--- Given entries ---

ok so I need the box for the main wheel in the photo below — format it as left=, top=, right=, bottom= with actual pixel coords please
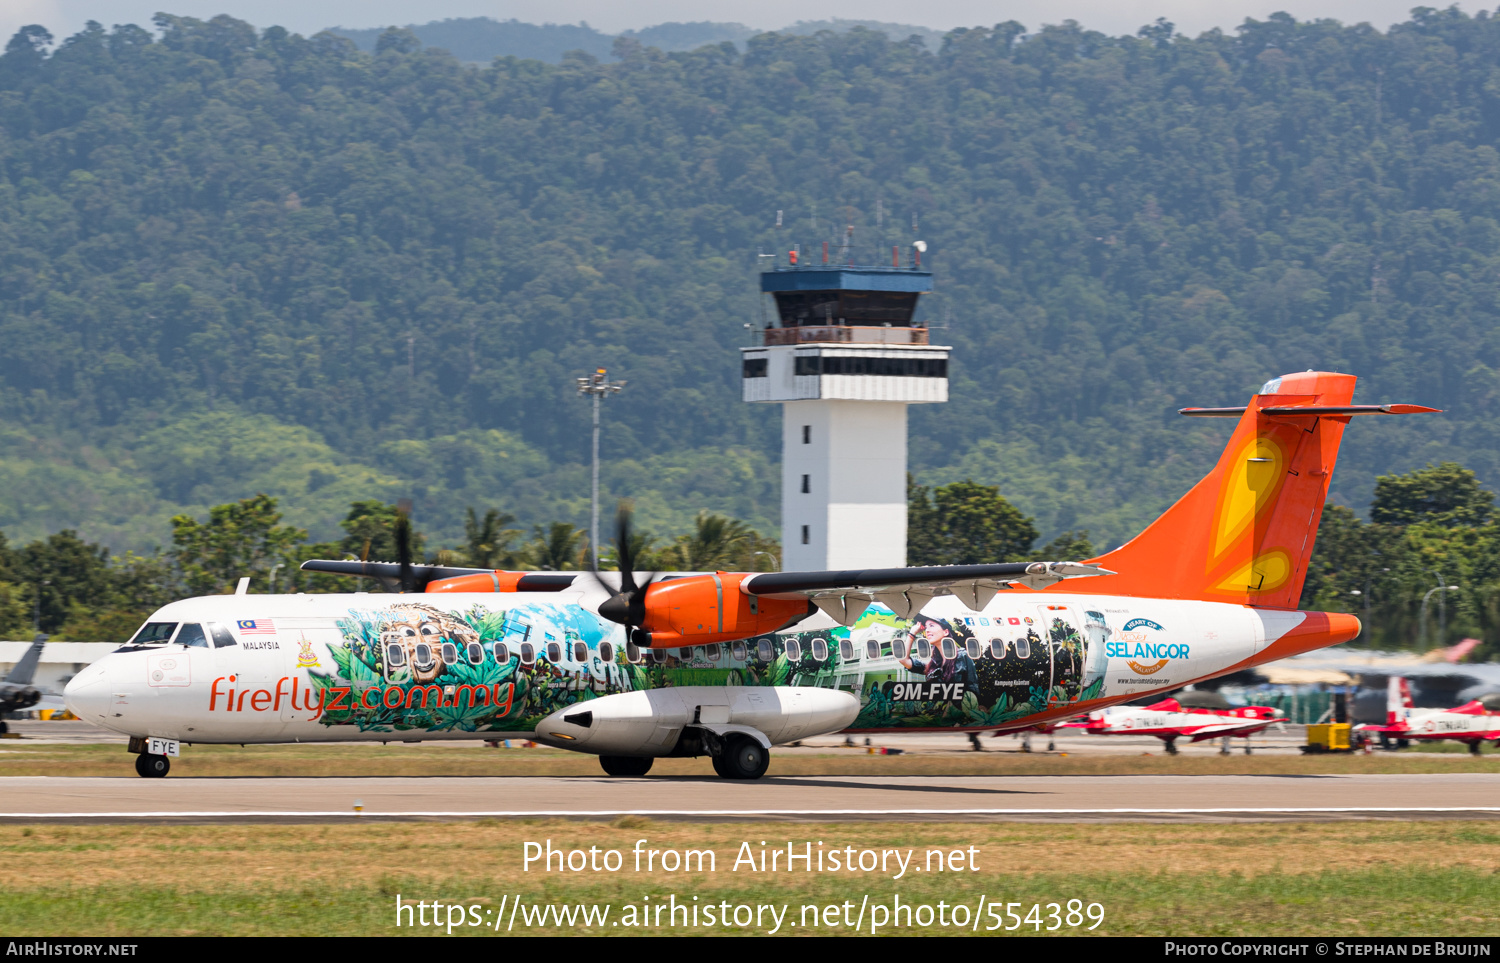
left=599, top=755, right=653, bottom=777
left=716, top=735, right=769, bottom=780
left=135, top=753, right=170, bottom=778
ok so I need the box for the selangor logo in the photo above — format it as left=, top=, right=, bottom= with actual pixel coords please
left=296, top=638, right=321, bottom=669
left=1108, top=619, right=1186, bottom=675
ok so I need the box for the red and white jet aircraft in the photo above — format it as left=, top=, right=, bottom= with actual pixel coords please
left=1066, top=691, right=1284, bottom=754
left=1359, top=676, right=1500, bottom=755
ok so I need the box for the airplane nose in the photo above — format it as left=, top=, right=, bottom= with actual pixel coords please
left=64, top=663, right=112, bottom=723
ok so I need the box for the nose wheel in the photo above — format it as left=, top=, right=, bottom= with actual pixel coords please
left=134, top=753, right=170, bottom=778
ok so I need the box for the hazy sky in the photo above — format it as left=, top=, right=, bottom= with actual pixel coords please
left=1, top=0, right=1468, bottom=49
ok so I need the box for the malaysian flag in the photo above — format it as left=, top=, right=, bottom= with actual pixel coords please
left=237, top=619, right=276, bottom=635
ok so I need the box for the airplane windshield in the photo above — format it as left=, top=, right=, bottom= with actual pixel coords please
left=129, top=623, right=178, bottom=646
left=175, top=623, right=208, bottom=648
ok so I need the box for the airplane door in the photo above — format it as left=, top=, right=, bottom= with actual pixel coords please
left=1036, top=605, right=1087, bottom=706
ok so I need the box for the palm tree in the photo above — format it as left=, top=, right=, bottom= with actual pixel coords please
left=661, top=511, right=752, bottom=571
left=527, top=522, right=587, bottom=571
left=463, top=507, right=521, bottom=568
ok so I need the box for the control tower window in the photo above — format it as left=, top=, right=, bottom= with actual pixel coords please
left=801, top=525, right=810, bottom=545
left=802, top=425, right=811, bottom=444
left=801, top=474, right=810, bottom=494
left=742, top=358, right=767, bottom=378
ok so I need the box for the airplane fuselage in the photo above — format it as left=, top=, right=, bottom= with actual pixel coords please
left=65, top=589, right=1350, bottom=753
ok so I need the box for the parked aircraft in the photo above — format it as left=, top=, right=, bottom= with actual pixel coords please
left=1358, top=676, right=1500, bottom=754
left=65, top=371, right=1433, bottom=778
left=1065, top=689, right=1284, bottom=754
left=0, top=635, right=52, bottom=734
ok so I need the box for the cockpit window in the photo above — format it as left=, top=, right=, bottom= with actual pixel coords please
left=208, top=622, right=238, bottom=648
left=175, top=623, right=208, bottom=648
left=129, top=623, right=178, bottom=646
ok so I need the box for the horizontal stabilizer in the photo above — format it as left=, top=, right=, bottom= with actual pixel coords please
left=1180, top=403, right=1441, bottom=418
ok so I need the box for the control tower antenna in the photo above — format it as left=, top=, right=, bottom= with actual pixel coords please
left=576, top=368, right=626, bottom=569
left=743, top=242, right=947, bottom=570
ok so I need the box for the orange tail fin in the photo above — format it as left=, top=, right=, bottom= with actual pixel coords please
left=1072, top=371, right=1437, bottom=609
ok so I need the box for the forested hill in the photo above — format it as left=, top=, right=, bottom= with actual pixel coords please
left=2, top=11, right=1499, bottom=552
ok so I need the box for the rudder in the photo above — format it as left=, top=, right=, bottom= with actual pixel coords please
left=1075, top=371, right=1433, bottom=609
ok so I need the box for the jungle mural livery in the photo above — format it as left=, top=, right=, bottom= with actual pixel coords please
left=296, top=597, right=1111, bottom=736
left=65, top=371, right=1430, bottom=778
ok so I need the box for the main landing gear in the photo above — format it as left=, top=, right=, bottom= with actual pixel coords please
left=599, top=755, right=653, bottom=777
left=134, top=753, right=170, bottom=778
left=711, top=735, right=770, bottom=780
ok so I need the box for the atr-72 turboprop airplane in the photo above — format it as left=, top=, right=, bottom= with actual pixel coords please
left=66, top=371, right=1435, bottom=779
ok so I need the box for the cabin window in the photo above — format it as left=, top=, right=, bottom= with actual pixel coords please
left=784, top=639, right=803, bottom=661
left=440, top=642, right=458, bottom=665
left=651, top=647, right=667, bottom=663
left=493, top=642, right=510, bottom=663
left=625, top=642, right=642, bottom=663
left=129, top=623, right=178, bottom=646
left=915, top=639, right=931, bottom=660
left=467, top=641, right=485, bottom=665
left=987, top=639, right=1005, bottom=660
left=731, top=641, right=747, bottom=661
left=840, top=639, right=855, bottom=661
left=519, top=643, right=535, bottom=665
left=386, top=643, right=407, bottom=668
left=679, top=647, right=694, bottom=660
left=757, top=639, right=774, bottom=662
left=574, top=641, right=588, bottom=662
left=940, top=638, right=956, bottom=660
left=705, top=643, right=721, bottom=661
left=1013, top=636, right=1031, bottom=659
left=891, top=639, right=907, bottom=660
left=811, top=638, right=828, bottom=661
left=866, top=639, right=880, bottom=660
left=175, top=623, right=208, bottom=648
left=546, top=642, right=562, bottom=663
left=208, top=622, right=237, bottom=648
left=599, top=641, right=615, bottom=663
left=965, top=638, right=981, bottom=659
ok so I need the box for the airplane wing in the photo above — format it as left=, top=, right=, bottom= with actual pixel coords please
left=739, top=561, right=1114, bottom=622
left=1183, top=719, right=1277, bottom=742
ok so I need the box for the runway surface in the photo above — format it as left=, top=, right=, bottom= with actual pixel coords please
left=4, top=772, right=1499, bottom=822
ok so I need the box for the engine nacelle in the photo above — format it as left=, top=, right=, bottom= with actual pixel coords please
left=532, top=685, right=858, bottom=757
left=635, top=573, right=811, bottom=647
left=0, top=684, right=40, bottom=712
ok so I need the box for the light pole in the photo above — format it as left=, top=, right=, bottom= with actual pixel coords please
left=752, top=550, right=779, bottom=572
left=32, top=579, right=49, bottom=632
left=576, top=367, right=626, bottom=569
left=1419, top=575, right=1459, bottom=650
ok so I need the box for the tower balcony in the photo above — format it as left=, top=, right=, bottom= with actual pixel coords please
left=761, top=325, right=931, bottom=346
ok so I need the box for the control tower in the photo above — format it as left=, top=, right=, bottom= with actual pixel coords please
left=743, top=248, right=949, bottom=571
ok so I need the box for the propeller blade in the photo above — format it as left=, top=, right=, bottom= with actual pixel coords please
left=394, top=509, right=424, bottom=593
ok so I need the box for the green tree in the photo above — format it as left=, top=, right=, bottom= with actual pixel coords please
left=18, top=531, right=112, bottom=633
left=463, top=507, right=522, bottom=569
left=337, top=501, right=424, bottom=563
left=655, top=511, right=753, bottom=571
left=1032, top=530, right=1095, bottom=562
left=1370, top=463, right=1494, bottom=528
left=526, top=523, right=587, bottom=571
left=170, top=494, right=307, bottom=595
left=908, top=479, right=1038, bottom=566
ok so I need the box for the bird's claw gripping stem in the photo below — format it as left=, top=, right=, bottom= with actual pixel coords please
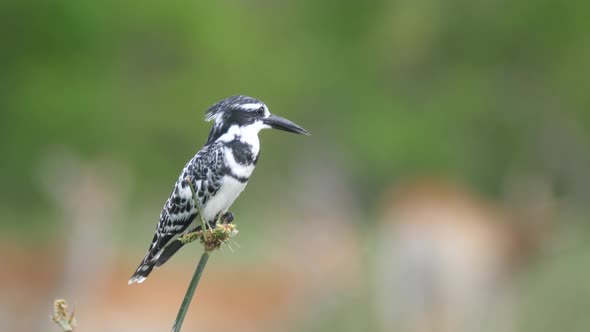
left=185, top=177, right=233, bottom=245
left=220, top=211, right=234, bottom=224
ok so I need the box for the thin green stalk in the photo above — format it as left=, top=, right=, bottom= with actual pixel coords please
left=171, top=177, right=212, bottom=332
left=171, top=177, right=235, bottom=332
left=185, top=177, right=208, bottom=236
left=171, top=251, right=210, bottom=332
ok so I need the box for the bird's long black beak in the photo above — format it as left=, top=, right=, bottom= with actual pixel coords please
left=264, top=114, right=310, bottom=135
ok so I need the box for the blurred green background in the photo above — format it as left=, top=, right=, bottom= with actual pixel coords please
left=1, top=0, right=590, bottom=331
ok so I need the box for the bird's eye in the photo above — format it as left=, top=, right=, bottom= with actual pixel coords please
left=257, top=107, right=265, bottom=116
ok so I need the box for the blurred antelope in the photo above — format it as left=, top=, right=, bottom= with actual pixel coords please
left=375, top=178, right=552, bottom=332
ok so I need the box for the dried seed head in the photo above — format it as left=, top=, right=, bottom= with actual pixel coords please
left=179, top=223, right=239, bottom=252
left=51, top=299, right=76, bottom=331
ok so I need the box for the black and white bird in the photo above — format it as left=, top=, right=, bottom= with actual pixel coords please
left=129, top=95, right=309, bottom=284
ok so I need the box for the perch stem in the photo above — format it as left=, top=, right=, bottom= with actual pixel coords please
left=185, top=177, right=208, bottom=239
left=170, top=251, right=210, bottom=332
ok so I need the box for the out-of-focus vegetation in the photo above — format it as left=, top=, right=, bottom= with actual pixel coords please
left=1, top=0, right=590, bottom=332
left=3, top=0, right=589, bottom=224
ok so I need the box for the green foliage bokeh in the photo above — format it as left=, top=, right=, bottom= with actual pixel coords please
left=1, top=0, right=589, bottom=224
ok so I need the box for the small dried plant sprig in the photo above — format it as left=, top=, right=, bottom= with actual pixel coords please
left=179, top=223, right=239, bottom=251
left=51, top=299, right=76, bottom=332
left=171, top=177, right=239, bottom=332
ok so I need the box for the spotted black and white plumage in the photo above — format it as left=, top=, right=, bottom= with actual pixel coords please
left=129, top=95, right=309, bottom=284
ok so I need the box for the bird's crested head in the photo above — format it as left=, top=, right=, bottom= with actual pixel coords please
left=204, top=95, right=309, bottom=144
left=205, top=95, right=266, bottom=124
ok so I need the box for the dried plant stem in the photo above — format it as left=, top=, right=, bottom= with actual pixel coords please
left=171, top=251, right=210, bottom=332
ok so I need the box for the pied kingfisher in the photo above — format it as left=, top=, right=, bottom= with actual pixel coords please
left=129, top=95, right=309, bottom=284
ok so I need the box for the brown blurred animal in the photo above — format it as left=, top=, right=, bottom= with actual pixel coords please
left=374, top=178, right=551, bottom=332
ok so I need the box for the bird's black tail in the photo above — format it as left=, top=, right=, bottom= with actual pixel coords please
left=128, top=257, right=156, bottom=284
left=155, top=239, right=186, bottom=268
left=128, top=232, right=173, bottom=284
left=154, top=223, right=201, bottom=269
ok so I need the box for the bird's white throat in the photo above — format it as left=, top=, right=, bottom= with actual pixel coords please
left=215, top=121, right=267, bottom=156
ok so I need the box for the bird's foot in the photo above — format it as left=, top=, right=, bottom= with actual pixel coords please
left=220, top=211, right=234, bottom=224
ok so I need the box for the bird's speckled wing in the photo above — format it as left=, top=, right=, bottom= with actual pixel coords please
left=157, top=142, right=226, bottom=234
left=129, top=142, right=225, bottom=284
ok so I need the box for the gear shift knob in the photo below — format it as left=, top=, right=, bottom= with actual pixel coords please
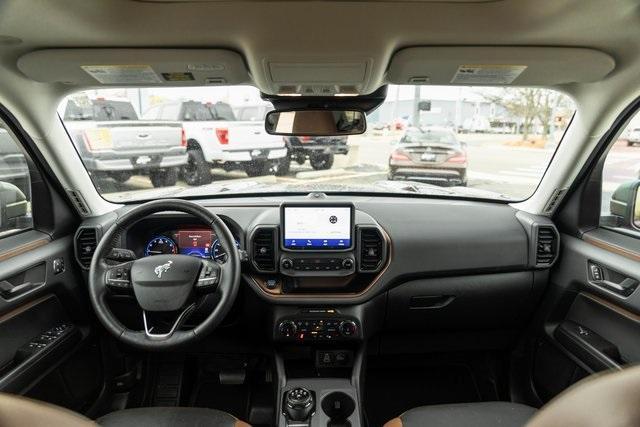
left=284, top=387, right=315, bottom=421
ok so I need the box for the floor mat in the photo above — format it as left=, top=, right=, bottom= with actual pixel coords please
left=190, top=380, right=249, bottom=420
left=365, top=363, right=481, bottom=427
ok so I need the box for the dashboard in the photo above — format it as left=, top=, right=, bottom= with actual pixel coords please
left=75, top=195, right=559, bottom=347
left=77, top=195, right=558, bottom=306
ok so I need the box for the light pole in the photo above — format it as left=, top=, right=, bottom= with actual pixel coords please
left=412, top=85, right=421, bottom=127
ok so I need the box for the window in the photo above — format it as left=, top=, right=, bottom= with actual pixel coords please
left=600, top=110, right=640, bottom=232
left=64, top=98, right=138, bottom=121
left=0, top=124, right=33, bottom=236
left=209, top=102, right=236, bottom=121
left=182, top=102, right=214, bottom=121
left=236, top=106, right=261, bottom=121
left=59, top=85, right=574, bottom=203
left=400, top=128, right=458, bottom=146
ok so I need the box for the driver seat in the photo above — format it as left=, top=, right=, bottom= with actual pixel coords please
left=0, top=393, right=250, bottom=427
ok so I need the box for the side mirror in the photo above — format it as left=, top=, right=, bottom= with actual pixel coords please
left=265, top=109, right=366, bottom=136
left=609, top=180, right=640, bottom=229
left=0, top=181, right=29, bottom=233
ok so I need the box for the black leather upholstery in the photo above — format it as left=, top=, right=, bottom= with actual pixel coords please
left=98, top=407, right=244, bottom=427
left=390, top=402, right=536, bottom=427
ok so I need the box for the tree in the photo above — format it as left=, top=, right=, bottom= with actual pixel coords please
left=482, top=88, right=568, bottom=141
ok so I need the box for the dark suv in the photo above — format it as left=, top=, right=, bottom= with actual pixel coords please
left=284, top=135, right=349, bottom=170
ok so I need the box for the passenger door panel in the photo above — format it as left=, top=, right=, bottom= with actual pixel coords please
left=530, top=230, right=640, bottom=401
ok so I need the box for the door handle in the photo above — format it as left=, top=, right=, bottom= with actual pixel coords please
left=588, top=262, right=639, bottom=297
left=0, top=280, right=40, bottom=299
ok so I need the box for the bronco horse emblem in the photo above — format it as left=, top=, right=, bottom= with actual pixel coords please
left=154, top=260, right=173, bottom=278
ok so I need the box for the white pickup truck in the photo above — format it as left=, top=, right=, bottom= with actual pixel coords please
left=143, top=101, right=287, bottom=185
left=62, top=97, right=187, bottom=188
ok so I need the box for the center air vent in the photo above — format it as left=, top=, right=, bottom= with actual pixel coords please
left=358, top=227, right=385, bottom=272
left=251, top=227, right=277, bottom=272
left=75, top=227, right=99, bottom=269
left=536, top=226, right=558, bottom=266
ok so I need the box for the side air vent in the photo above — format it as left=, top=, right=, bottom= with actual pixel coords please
left=251, top=227, right=277, bottom=272
left=358, top=227, right=385, bottom=272
left=75, top=227, right=98, bottom=269
left=67, top=189, right=90, bottom=215
left=536, top=226, right=558, bottom=266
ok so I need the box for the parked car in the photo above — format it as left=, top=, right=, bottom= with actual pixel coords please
left=0, top=129, right=30, bottom=197
left=62, top=97, right=187, bottom=187
left=625, top=128, right=640, bottom=146
left=461, top=115, right=491, bottom=133
left=283, top=135, right=349, bottom=170
left=388, top=126, right=468, bottom=185
left=145, top=101, right=288, bottom=185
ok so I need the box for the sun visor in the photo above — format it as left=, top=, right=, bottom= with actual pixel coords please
left=17, top=49, right=251, bottom=86
left=387, top=47, right=615, bottom=86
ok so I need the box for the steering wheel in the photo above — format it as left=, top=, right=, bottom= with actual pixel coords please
left=88, top=199, right=241, bottom=350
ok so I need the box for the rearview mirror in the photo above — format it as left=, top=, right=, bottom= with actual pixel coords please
left=265, top=109, right=366, bottom=136
left=609, top=180, right=640, bottom=229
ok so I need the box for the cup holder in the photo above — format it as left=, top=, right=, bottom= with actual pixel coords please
left=321, top=392, right=355, bottom=427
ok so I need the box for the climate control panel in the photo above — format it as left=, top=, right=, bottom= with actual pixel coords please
left=276, top=318, right=360, bottom=342
left=279, top=254, right=356, bottom=277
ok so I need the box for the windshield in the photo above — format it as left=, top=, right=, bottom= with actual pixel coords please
left=401, top=128, right=458, bottom=146
left=59, top=85, right=574, bottom=203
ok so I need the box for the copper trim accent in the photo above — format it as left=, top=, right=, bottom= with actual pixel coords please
left=383, top=417, right=403, bottom=427
left=0, top=295, right=53, bottom=324
left=247, top=225, right=392, bottom=299
left=0, top=237, right=50, bottom=262
left=583, top=293, right=640, bottom=323
left=583, top=234, right=640, bottom=262
left=250, top=274, right=355, bottom=295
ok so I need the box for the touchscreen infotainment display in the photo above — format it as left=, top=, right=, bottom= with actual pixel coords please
left=283, top=206, right=352, bottom=250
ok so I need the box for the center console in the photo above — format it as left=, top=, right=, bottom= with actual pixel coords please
left=245, top=202, right=387, bottom=426
left=279, top=379, right=362, bottom=427
left=271, top=302, right=380, bottom=427
left=248, top=202, right=389, bottom=297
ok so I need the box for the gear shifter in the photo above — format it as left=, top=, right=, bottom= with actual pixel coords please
left=284, top=387, right=315, bottom=422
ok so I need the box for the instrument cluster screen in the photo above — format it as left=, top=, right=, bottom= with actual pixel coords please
left=176, top=230, right=213, bottom=258
left=283, top=206, right=352, bottom=250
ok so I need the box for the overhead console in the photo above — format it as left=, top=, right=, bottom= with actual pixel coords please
left=248, top=202, right=389, bottom=297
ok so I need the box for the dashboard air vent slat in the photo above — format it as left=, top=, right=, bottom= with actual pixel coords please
left=252, top=227, right=277, bottom=272
left=359, top=227, right=384, bottom=272
left=76, top=227, right=98, bottom=269
left=536, top=226, right=558, bottom=266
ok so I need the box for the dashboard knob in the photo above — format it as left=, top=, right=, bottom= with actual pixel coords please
left=338, top=320, right=357, bottom=337
left=281, top=258, right=293, bottom=270
left=342, top=258, right=354, bottom=269
left=278, top=320, right=297, bottom=337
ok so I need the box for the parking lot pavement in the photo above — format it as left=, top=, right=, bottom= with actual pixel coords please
left=101, top=133, right=586, bottom=201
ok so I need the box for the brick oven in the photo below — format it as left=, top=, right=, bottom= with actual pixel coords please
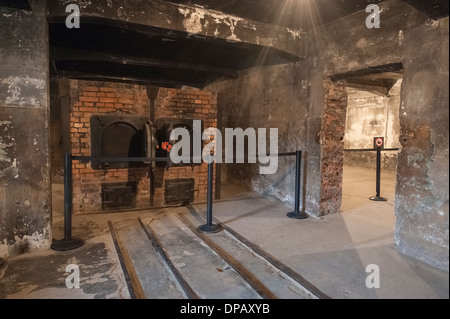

---

■ Goal of the exercise ■
For this copy, leave pictures out and reproduce the lines from the one bearing "ok so I need the box for the parking" through the final line of the listing above, both ends included.

■ Completed task ■
ok so I need the box for the parking lot pavement in the photo above — format it as left=, top=, right=, bottom= with actual pixel coords please
left=101, top=133, right=586, bottom=201
ok so I need the box for the brick oven in the photo below — format it as left=, top=, right=, bottom= with actual pixel coords please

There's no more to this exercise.